Show every line in the entries below that contains the string "beam", copying each line in full. Case counts when matching.

**RECORDS SUPPLIED:**
(begin)

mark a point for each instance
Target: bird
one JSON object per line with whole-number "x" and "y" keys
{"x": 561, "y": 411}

(end)
(begin)

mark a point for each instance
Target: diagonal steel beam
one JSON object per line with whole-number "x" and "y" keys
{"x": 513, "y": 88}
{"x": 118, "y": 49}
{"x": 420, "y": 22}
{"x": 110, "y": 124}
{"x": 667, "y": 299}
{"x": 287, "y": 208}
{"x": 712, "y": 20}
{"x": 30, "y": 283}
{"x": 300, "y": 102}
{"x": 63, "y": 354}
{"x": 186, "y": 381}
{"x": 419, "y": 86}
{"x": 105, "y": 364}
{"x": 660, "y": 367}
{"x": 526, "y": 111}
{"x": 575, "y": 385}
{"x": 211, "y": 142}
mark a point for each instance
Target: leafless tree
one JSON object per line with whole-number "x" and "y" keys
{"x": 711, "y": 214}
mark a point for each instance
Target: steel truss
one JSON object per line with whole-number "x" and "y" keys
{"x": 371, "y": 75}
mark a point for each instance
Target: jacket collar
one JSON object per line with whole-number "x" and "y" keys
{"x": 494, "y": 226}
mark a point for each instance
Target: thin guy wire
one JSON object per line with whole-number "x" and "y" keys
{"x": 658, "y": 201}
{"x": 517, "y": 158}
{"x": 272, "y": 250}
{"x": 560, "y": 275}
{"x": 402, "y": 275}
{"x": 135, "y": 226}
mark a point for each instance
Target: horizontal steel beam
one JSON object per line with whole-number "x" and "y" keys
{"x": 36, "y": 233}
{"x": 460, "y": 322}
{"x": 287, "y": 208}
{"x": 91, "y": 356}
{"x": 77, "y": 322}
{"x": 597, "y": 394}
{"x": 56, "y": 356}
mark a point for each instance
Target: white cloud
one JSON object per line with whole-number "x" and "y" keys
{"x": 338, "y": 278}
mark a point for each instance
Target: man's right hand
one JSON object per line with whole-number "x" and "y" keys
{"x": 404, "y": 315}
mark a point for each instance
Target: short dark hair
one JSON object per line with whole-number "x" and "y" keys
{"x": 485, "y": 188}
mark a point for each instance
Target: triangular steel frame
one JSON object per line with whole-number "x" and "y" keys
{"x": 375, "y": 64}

(end)
(begin)

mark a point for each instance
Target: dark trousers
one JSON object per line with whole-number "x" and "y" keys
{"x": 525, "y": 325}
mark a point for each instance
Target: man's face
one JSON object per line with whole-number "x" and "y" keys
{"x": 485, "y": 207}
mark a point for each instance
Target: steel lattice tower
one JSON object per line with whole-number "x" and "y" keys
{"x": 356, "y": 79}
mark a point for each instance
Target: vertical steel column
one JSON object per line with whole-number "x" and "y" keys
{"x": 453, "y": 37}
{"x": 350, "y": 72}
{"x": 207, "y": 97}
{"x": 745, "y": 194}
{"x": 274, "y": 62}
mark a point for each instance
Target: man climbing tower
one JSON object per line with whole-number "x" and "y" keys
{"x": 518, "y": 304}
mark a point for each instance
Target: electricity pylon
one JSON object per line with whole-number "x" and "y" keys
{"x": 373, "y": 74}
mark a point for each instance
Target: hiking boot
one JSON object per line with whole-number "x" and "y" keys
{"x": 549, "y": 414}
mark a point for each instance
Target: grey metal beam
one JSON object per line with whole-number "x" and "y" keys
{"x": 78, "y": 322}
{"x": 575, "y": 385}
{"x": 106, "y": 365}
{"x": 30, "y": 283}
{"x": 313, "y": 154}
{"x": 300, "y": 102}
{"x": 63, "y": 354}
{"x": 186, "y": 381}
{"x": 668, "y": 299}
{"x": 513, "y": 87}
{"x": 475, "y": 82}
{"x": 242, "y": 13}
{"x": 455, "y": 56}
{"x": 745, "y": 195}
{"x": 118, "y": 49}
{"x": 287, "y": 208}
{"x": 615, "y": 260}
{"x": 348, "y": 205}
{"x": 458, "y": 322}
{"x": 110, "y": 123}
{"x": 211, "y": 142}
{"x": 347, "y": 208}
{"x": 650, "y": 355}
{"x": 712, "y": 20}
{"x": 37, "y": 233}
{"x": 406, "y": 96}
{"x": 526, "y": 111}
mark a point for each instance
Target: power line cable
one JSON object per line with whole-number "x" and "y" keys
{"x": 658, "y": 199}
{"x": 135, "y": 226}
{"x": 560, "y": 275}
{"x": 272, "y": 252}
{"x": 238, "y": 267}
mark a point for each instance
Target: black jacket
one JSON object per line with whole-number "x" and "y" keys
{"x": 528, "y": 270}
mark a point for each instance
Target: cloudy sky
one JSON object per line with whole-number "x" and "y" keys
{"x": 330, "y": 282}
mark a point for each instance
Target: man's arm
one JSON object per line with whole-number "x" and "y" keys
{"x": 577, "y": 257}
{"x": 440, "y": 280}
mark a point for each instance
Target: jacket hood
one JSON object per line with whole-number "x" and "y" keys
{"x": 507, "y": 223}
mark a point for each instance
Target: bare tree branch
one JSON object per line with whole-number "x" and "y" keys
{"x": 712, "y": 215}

(end)

**TASK SOLUTION:**
Target: diagonal steel beam
Target: horizontal steel beam
Target: grey metal beam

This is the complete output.